-- begin Passage given --

Day 5 (June 17, 2019 – Oslo, Norway): “Haphazard Events”
It was about 6:40am when I awoke. By this time, it was quite bright but overcast outside.
Tahia was long awake as well, but she went right to playing on the iPhone, which I found to be a rather disturbing trend as neither Julie nor I wanted to see her building a dependence on these devices.
When Julie finally came around to waking up, we were out of water, especially when we realized that the water bought yesterday had gas. There was none that was without gas.
Anyways, while Julie was making breakfast at 8:25am, I was sent on an errand run to do the groceries.
However, by around 8:45am, I finally found the Meny supermarket in the Oslo City mall right across from the central station. Unfortunately, they didn’t open until 9am.
I was merely just killing time.
Eventually, after Julie gave me more instructions on the shopping list over the phone (now that we were communicating via text with each other; justification for having two pre-paid sim cards), I promptly returned to the Meny and did the grocery run.
It took a while to end up buying nearly $80 USD worth of groceries, but I figured that we had to have been set for at least the next couple of days we were in Oslo.
Anyways, after lugging the heavy grocery bags back to the apartment, it was 10am and then I could finally have breakfast. Whatever aspirations of being efficient about sightseeing on this beautiful day were dashed as I suspected our late start to the day wouldn’t have much benefits.
Indeed, it wasn’t until about 11am when we finally started to go downstairs and check out the Oslo City Center.
Of course, we really had no clue how to go about touring the city and so we haphazardly walked towards the waterfront area where we saw an interesting-looking white building with large ramps on either side of it as well as its front.
It turned out that this building was the Opera House, and it looked quite sleek and modern.
We then continued to walk along the waterfront where we eventually walked through the Akershus Festning grounds. And we eventually made it to the Akershus Festning itself (i.e. the castle) by about 11:30am.
Next, we toured the castle grounds, which seemed to be undergoing some heavy restoration or renovation work. All that resulted in some unsightly tarps on the buildings that should have been the barracks.
The turrets of the tower itself was said to have inspired Elsa’s Ice Castle in Disney’s Frozen. But after seeing this place in person, it just seemed like another medieval castle in my book.
We then bought about 240 NOK worth of tickets to get into the fortress itself. And from there, we pretty much followed the program from room to room.
There wasn’t anything particularly remarkable about the interior of the castle itself because most of the rooms seemed to be devoid of furnishings (something that Julie would rather see so she could envision what life must have been like here).
But then again, this place was an active military installation and not so much a royal residence. For that, there were other palaces, including the simply-named Slottet.
Anyways, after having our fill of the views and the self-guided audio tour itself of the Akershus Festning at 12:30pm, we thentried to figure out what was the best walking path to get to the Aker Brygge.
It turned out that there wasn’t much of a shortcut way to get there, and we had to bite the bullet and walk past some shipping area to get there.
Eventually, we walked along the waterfront as the amount of foot traffic became more and more. Clearly, we were getting close to the Aker Brygge as well as the City Hall (Radhuset).
And since it was past 1pm, it was about time that had a bite to eat.

-- end Passage given --
-- begin Supplied data --

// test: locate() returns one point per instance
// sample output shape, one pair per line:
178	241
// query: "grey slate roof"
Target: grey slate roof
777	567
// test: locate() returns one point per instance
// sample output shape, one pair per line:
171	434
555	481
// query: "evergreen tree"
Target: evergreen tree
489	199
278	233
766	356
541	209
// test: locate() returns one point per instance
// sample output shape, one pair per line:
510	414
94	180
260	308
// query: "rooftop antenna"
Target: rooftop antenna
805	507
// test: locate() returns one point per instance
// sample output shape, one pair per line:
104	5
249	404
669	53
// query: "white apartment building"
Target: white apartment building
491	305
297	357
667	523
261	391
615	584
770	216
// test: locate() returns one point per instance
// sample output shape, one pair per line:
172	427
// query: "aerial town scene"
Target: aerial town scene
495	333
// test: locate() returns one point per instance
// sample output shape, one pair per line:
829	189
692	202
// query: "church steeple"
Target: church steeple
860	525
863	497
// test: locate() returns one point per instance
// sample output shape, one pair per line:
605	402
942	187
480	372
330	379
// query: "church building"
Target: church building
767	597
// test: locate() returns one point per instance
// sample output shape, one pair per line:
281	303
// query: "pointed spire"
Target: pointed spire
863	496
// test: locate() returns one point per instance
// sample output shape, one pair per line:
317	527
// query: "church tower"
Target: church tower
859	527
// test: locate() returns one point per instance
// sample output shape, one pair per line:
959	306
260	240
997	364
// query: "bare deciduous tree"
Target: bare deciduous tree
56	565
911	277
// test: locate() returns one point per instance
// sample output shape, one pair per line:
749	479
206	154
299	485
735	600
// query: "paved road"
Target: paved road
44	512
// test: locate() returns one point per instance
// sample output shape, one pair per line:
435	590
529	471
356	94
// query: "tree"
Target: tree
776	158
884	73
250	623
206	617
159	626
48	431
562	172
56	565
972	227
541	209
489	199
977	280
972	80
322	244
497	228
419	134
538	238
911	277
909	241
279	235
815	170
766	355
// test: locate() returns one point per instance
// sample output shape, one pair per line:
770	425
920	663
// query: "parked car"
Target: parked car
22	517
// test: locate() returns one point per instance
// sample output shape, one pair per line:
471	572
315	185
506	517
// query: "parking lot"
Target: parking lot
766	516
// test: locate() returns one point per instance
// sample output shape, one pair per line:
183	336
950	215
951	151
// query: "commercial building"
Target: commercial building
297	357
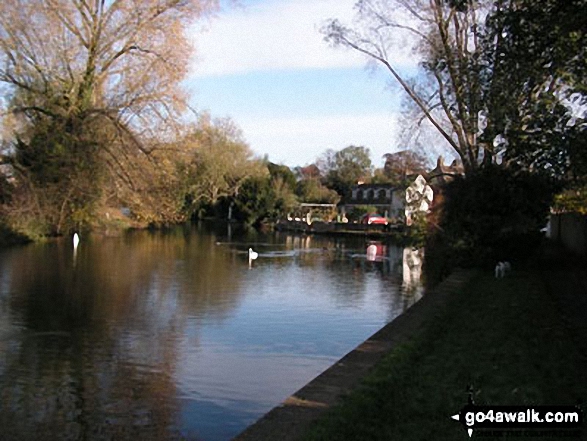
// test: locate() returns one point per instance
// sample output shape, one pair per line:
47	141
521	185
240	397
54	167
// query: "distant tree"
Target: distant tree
313	191
500	80
308	172
448	39
284	172
398	166
221	162
344	168
536	52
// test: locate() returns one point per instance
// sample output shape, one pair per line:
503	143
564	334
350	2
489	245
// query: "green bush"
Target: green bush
494	214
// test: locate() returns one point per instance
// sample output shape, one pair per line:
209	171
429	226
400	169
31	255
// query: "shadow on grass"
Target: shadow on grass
505	338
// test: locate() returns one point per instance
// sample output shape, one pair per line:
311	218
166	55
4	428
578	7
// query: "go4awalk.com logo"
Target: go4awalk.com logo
551	419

-- end Supplied data --

What needs to be done.
Rewrite the Oslo travel diary from "Of course, we" up to and including "as its front.", substituting "pale building" for "white building".

Answer to the problem.
Of course, we really had no clue how to go about touring the city and so we haphazardly walked towards the waterfront area where we saw an interesting-looking pale building with large ramps on either side of it as well as its front.